### Yapılacak görevler
1. Trump'ın Iowa zaferiyle ilgili yazıya göre aşağıdaki soruları yanıtlayın.
(a) Trump 2016'da Iowa'da kime yenilmişti?
(b) Fotoğraf altyazısına göre kampanya etkinliği hangi şehirde yapılmıştı?
(c) Yazar sahnedeki Trump'ı görünce ilk başta ne izlediğini düşündü?
2. Trump'ın Iowa zaferiyle ilgili yazıdan bir bölümü aynen alıntılayın: "Anketler haklıydı. Trump" sözcüklerinin geçtiği yerden başlayın, "söylemek mümkün değildi." sözcüklerinden sonra durun.
3. Trump'ın Iowa zaferiyle ilgili yazıyı son cümlesinden sonra sürdürün.

━━━ Verilen metin

Bu deepfake Trump mıydı? Hayır, gerçekten oydu...

Trump kazandığı zaferle Iowa'nın ardından alicenap, neredeyse uzlaşmacı göründüğünde gözlerime inanamadım. Ama çok geçmeden tevazu pelerinini atıp çirkin, ırkçı saldırılarına ve zalimliğe geri döndü

Gülücükler saçıyor: Cumhuriyetçi Parti'nin başkan aday adayı Donald Trump, New Hampshire'ın Atkinson şehrindeki bir kampanya etkinliğinde (AP)

Anketler haklıydı. Trump ezdi geçti. Rakiplerini toza dumana boğarak nefessiz bıraktı. Ve Cumhuriyetçi Parti'nin Donald Trump, Donald Trump'ın da Cumhuriyetçi Parti olduğuna dair yapılabilecek en güçlü açıklamayı yaptı. En son 2016'da Iowa'da yarışıp Ted Cruz'a yenildiğinde aynı şeyi söylemek mümkün değildi.

Ve zaferle birlikte tuhaf, yeni bir ezgi geldi. Kanallar aldığı sonucu açıkladıktan sonra sahnedeki Trump kulağa (ve bunu yazdığıma inanamıyorum) neredeyse alicenap, uzlaşmacı, hatta birleştirici geliyordu. Ülkenin nasıl bir araya gelmesi gerektiğinden; liberal ya da muhafazakar, Cumhuriyetçi ya da Demokrat olmanızın bir önemi olmadığından, Amerika Birleşik Devletleri'nin daha önemli olduğundan bahsetti. İlk başta yapay zekanın ürettiği bir deepfake'i izliyor olabileceğimi düşündüm. Ama hayır, bu oydu.

━━━━━━
━━━ Kayıt kümesi

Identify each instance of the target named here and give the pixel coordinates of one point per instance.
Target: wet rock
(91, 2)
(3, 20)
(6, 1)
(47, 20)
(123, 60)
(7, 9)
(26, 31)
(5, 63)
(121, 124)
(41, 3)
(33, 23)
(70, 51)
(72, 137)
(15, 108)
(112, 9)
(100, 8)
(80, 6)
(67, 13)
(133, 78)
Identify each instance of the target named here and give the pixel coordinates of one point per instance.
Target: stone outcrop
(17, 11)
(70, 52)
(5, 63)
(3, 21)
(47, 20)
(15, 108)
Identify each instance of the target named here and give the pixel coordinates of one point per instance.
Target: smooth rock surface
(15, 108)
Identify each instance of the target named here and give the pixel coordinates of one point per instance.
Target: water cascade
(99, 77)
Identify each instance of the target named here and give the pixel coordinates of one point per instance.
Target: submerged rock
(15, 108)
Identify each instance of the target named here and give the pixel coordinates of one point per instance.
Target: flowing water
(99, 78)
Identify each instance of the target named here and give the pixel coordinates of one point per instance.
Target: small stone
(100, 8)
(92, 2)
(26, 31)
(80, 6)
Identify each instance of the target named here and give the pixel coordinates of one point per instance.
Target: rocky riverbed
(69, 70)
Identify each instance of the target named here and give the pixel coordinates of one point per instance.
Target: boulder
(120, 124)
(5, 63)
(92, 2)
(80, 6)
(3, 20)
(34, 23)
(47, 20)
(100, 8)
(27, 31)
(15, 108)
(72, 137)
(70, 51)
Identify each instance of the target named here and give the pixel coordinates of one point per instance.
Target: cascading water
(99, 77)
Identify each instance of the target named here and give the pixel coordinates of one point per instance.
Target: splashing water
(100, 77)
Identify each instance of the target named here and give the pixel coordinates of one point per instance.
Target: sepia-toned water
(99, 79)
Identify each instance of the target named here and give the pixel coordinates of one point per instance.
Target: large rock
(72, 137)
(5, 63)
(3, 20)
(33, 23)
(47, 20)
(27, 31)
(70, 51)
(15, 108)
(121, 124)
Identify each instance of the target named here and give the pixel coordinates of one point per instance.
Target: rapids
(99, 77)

━━━━━━

### Sonuçlar
1.
(a) Ted Cruz'a.
(b) New Hampshire'ın Atkinson şehrinde.
(c) Yapay zekânın ürettiği bir deepfake'i izliyor olabileceğini düşündü.

2.
Anketler haklıydı. Trump ezdi geçti. Rakiplerini toza dumana boğarak nefessiz bıraktı. Ve Cumhuriyetçi Parti'nin Donald Trump, Donald Trump'ın da Cumhuriyetçi Parti olduğuna dair yapılabilecek en güçlü açıklamayı yaptı. En son 2016'da Iowa'da yarışıp Ted Cruz'a yenildiğinde aynı şeyi söylemek mümkün değildi.

3.
Fakat buna aldanmayın, Donald Trump'ın dişleri ve pençeleri hâlâ kırmızı (zalim anlamına gelen "red in tooth and claw" deyiminin birebir çevirisi çn.). Aslında turuncu. Nitekim Iowa sonuçlarının ertesi günü New York'taki bir mahkeme salonundayken (başka nerede olabilir ki?) sokakta el sallarken çekilmiş bir fotoğrafı var; ön planda ABD Gizli Servis ajanlarından biri var. Koruma gayet normal görünüyor. Öte yandan Trump kendisine ışık tutulmuş gibi görünüyor.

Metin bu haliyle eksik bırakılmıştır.